(Entries taken from a collection)

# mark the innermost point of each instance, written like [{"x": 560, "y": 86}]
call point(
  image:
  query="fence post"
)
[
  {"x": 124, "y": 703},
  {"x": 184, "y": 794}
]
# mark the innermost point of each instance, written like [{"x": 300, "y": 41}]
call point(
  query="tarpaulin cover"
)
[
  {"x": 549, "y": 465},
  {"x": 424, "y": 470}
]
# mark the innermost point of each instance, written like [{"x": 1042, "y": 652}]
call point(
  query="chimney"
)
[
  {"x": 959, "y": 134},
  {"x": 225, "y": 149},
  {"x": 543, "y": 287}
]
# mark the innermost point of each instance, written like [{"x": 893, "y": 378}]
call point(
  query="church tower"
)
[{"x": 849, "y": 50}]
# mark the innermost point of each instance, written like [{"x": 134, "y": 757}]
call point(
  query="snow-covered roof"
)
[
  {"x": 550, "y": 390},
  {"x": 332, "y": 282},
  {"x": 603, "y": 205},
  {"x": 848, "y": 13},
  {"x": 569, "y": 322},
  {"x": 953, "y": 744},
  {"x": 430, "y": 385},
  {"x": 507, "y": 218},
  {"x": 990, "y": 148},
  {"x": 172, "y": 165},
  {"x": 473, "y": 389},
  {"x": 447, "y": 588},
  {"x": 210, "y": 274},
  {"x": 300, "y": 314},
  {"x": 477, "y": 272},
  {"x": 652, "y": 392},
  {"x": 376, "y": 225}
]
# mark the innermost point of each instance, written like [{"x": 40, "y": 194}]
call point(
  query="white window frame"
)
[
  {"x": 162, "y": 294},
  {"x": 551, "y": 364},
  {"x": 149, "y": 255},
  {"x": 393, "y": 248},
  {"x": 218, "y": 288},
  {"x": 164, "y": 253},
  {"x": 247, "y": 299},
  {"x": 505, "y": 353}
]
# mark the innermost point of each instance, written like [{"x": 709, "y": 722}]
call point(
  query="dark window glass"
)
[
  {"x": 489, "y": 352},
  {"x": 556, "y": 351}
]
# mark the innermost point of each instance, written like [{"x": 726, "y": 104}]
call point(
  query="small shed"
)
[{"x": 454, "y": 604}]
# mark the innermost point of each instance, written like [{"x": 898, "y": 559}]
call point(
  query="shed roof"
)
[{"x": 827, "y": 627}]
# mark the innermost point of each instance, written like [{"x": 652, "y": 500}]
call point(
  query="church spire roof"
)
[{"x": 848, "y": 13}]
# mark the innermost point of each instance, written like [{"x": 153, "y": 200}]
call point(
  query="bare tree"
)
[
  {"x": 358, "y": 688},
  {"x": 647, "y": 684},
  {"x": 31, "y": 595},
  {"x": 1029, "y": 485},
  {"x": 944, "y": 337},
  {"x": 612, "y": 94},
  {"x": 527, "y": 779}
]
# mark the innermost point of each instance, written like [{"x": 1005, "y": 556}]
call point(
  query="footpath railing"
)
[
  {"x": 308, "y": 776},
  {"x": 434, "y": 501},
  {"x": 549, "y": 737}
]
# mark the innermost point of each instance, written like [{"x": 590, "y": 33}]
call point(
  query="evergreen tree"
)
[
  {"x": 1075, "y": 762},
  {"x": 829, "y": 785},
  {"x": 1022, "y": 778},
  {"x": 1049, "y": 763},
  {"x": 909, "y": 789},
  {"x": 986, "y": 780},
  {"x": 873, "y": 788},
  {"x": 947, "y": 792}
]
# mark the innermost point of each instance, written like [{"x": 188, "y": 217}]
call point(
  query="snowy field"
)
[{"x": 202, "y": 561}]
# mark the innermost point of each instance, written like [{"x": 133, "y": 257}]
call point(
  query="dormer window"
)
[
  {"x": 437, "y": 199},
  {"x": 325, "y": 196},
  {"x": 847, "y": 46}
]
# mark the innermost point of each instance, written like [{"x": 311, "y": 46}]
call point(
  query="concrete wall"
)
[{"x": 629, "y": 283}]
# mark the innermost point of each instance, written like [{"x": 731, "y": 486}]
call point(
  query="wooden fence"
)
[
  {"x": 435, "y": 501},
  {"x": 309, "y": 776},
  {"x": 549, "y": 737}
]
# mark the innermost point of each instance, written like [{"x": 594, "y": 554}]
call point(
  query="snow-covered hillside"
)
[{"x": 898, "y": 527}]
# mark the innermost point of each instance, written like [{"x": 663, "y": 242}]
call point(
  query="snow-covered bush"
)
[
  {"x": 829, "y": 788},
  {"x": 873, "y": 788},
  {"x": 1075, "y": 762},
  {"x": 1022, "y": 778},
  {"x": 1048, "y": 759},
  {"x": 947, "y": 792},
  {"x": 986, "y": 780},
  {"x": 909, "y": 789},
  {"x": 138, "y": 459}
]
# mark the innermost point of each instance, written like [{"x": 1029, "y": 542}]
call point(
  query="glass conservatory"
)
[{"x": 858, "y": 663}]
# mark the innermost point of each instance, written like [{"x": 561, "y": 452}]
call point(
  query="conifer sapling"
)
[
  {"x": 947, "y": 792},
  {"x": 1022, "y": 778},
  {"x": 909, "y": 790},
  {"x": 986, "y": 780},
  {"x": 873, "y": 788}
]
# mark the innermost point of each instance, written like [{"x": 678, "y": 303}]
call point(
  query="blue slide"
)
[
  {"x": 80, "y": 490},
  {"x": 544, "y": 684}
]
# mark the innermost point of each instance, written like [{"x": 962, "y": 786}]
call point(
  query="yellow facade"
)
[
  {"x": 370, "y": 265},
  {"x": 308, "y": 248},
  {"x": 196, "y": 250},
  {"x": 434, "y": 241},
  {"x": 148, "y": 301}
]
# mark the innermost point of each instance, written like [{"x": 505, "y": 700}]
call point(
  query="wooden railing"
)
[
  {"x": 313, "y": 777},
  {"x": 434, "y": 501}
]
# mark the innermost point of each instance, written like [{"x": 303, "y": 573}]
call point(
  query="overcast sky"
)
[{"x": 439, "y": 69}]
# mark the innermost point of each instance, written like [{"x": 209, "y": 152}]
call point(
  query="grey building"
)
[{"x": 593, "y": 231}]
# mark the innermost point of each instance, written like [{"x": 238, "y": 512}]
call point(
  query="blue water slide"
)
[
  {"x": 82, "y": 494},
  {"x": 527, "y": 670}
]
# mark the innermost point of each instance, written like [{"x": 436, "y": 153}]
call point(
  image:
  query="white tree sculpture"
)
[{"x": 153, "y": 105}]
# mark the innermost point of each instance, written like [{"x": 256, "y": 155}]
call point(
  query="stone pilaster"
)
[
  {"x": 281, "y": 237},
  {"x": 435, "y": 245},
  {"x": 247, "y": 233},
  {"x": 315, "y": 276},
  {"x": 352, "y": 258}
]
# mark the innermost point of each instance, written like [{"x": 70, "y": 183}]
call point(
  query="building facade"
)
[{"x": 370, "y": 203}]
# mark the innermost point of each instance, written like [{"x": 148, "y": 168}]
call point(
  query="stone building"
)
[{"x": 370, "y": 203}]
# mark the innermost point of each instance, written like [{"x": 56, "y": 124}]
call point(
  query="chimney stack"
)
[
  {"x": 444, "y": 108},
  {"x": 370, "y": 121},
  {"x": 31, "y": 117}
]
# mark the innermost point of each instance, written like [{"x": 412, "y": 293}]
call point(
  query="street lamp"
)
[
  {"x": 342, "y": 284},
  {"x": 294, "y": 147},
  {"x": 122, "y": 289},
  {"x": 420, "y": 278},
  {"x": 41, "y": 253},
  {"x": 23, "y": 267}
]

[Exercise instructions]: Word for word, write out all of the entries again.

[Task answer]:
# mark the innermost point of each instance, written like [{"x": 560, "y": 86}]
call point(
  image:
  query="fence post"
)
[
  {"x": 124, "y": 703},
  {"x": 184, "y": 794}
]
# mark the innermost point of each instance, written like [{"x": 300, "y": 41}]
call point(
  query="tarpaulin cover"
)
[
  {"x": 549, "y": 465},
  {"x": 424, "y": 470}
]
# mark the innermost point of each instance, written like [{"x": 1042, "y": 652}]
call point(
  query="chimney"
)
[
  {"x": 959, "y": 134},
  {"x": 225, "y": 149},
  {"x": 543, "y": 287}
]
# mark the innermost point of each instance, written like [{"x": 893, "y": 378}]
call point(
  query="church tower"
)
[{"x": 849, "y": 50}]
# mark the innermost point of each instance, written like [{"x": 134, "y": 757}]
call point(
  query="snow-covered roof"
)
[
  {"x": 550, "y": 390},
  {"x": 332, "y": 282},
  {"x": 603, "y": 205},
  {"x": 848, "y": 13},
  {"x": 569, "y": 322},
  {"x": 953, "y": 744},
  {"x": 430, "y": 385},
  {"x": 507, "y": 218},
  {"x": 990, "y": 148},
  {"x": 172, "y": 165},
  {"x": 473, "y": 389},
  {"x": 447, "y": 588},
  {"x": 210, "y": 274},
  {"x": 300, "y": 314},
  {"x": 477, "y": 272},
  {"x": 652, "y": 392},
  {"x": 376, "y": 225}
]
# mark the innermost point of each instance, written like [{"x": 40, "y": 194}]
call point(
  query="white window frame"
)
[
  {"x": 162, "y": 294},
  {"x": 551, "y": 364},
  {"x": 149, "y": 255},
  {"x": 393, "y": 248},
  {"x": 218, "y": 288},
  {"x": 164, "y": 253},
  {"x": 247, "y": 299},
  {"x": 505, "y": 353}
]
# mark the innermost point of each instance, written like [{"x": 709, "y": 722}]
call point(
  query="dark window glass"
)
[
  {"x": 489, "y": 352},
  {"x": 556, "y": 351}
]
# mark the innermost point of each instance, written like [{"x": 726, "y": 104}]
call point(
  query="small shed"
)
[{"x": 454, "y": 604}]
# mark the innermost point of each instance, written like [{"x": 898, "y": 559}]
call point(
  query="shed roof"
)
[{"x": 827, "y": 627}]
# mark the innermost point of each instance, written like [{"x": 652, "y": 500}]
call point(
  query="church spire roof"
)
[{"x": 848, "y": 13}]
# mark the innermost point of each instance, written like [{"x": 153, "y": 200}]
call point(
  query="bare tree"
)
[
  {"x": 358, "y": 688},
  {"x": 647, "y": 684},
  {"x": 31, "y": 595},
  {"x": 1029, "y": 485},
  {"x": 944, "y": 337},
  {"x": 612, "y": 94},
  {"x": 527, "y": 779}
]
# mark the innermost point of each instance, written like [{"x": 1005, "y": 556}]
call point(
  query="footpath railing"
)
[
  {"x": 308, "y": 776},
  {"x": 434, "y": 501},
  {"x": 549, "y": 737}
]
# mark the innermost point of each instance, written like [{"x": 590, "y": 33}]
call point(
  query="evergreen tree"
)
[
  {"x": 1075, "y": 762},
  {"x": 829, "y": 785},
  {"x": 1022, "y": 778},
  {"x": 1049, "y": 763},
  {"x": 909, "y": 789},
  {"x": 986, "y": 780},
  {"x": 873, "y": 788},
  {"x": 947, "y": 792}
]
# mark the innermost point of each instance, written like [{"x": 188, "y": 217}]
call point(
  query="snowy field"
)
[{"x": 202, "y": 561}]
# mark the innermost point of each instance, written like [{"x": 133, "y": 257}]
call point(
  query="dormer window"
)
[
  {"x": 437, "y": 199},
  {"x": 325, "y": 196},
  {"x": 847, "y": 46}
]
# mark the innermost point of each instance, written like [{"x": 311, "y": 46}]
call point(
  query="concrete wall"
)
[{"x": 629, "y": 283}]
# mark the innermost point of each instance, written like [{"x": 731, "y": 486}]
call point(
  query="wooden fence"
)
[
  {"x": 435, "y": 501},
  {"x": 309, "y": 776},
  {"x": 549, "y": 737}
]
# mark the innermost point of each instance, written like [{"x": 594, "y": 554}]
call point(
  query="snow-covered hillside"
)
[{"x": 898, "y": 527}]
# mark the innermost point of each instance, written like [{"x": 663, "y": 242}]
call point(
  query="snow-covered bush"
)
[
  {"x": 829, "y": 788},
  {"x": 873, "y": 788},
  {"x": 1075, "y": 762},
  {"x": 1022, "y": 778},
  {"x": 1048, "y": 759},
  {"x": 947, "y": 792},
  {"x": 986, "y": 780},
  {"x": 909, "y": 789},
  {"x": 138, "y": 459}
]
# mark the innermost point of each instance, written like [{"x": 1029, "y": 542}]
call point(
  query="glass conservatory"
)
[{"x": 858, "y": 663}]
# mark the innermost point of each instance, written like [{"x": 561, "y": 452}]
call point(
  query="conifer sapling"
)
[
  {"x": 947, "y": 792},
  {"x": 1022, "y": 778},
  {"x": 909, "y": 790},
  {"x": 986, "y": 780},
  {"x": 873, "y": 788}
]
# mark the innermost point of each instance, written like [{"x": 678, "y": 303}]
call point(
  query="blue slide"
)
[
  {"x": 80, "y": 490},
  {"x": 544, "y": 684}
]
# mark the innermost point of each instance, written like [{"x": 962, "y": 786}]
call point(
  query="yellow facade"
)
[
  {"x": 370, "y": 265},
  {"x": 308, "y": 248},
  {"x": 196, "y": 250},
  {"x": 434, "y": 241},
  {"x": 148, "y": 301}
]
# mark the innermost point of each instance, written like [{"x": 505, "y": 700}]
call point(
  query="wooden railing"
)
[
  {"x": 313, "y": 777},
  {"x": 434, "y": 501}
]
# mark the innermost point of each instance, written like [{"x": 303, "y": 573}]
call point(
  query="overcast sky"
)
[{"x": 439, "y": 69}]
# mark the innermost point of each instance, written like [{"x": 209, "y": 152}]
call point(
  query="grey building"
)
[{"x": 593, "y": 231}]
# mark the innermost point of each instance, written like [{"x": 238, "y": 512}]
call point(
  query="blue water slide"
)
[
  {"x": 82, "y": 494},
  {"x": 527, "y": 670}
]
# mark the innermost point of each instance, written like [{"x": 436, "y": 153}]
call point(
  image:
  query="white tree sculpture"
)
[{"x": 153, "y": 105}]
# mark the innermost point of each instance, written like [{"x": 256, "y": 155}]
call point(
  query="stone pilaster"
)
[
  {"x": 281, "y": 237},
  {"x": 435, "y": 245},
  {"x": 247, "y": 233},
  {"x": 315, "y": 276},
  {"x": 352, "y": 258}
]
# mark the innermost point of each instance, written like [{"x": 70, "y": 183}]
call point(
  query="building facade"
)
[{"x": 370, "y": 203}]
# mark the innermost point of each instance, written like [{"x": 148, "y": 168}]
call point(
  query="stone building"
)
[{"x": 370, "y": 203}]
# mark the innermost point of each instance, written like [{"x": 56, "y": 124}]
call point(
  query="chimney stack"
)
[
  {"x": 444, "y": 108},
  {"x": 370, "y": 121},
  {"x": 31, "y": 117}
]
# mark the innermost point of each instance, written like [{"x": 412, "y": 293}]
call point(
  query="street lamp"
)
[
  {"x": 342, "y": 284},
  {"x": 294, "y": 147},
  {"x": 122, "y": 289},
  {"x": 420, "y": 278},
  {"x": 41, "y": 253},
  {"x": 23, "y": 267}
]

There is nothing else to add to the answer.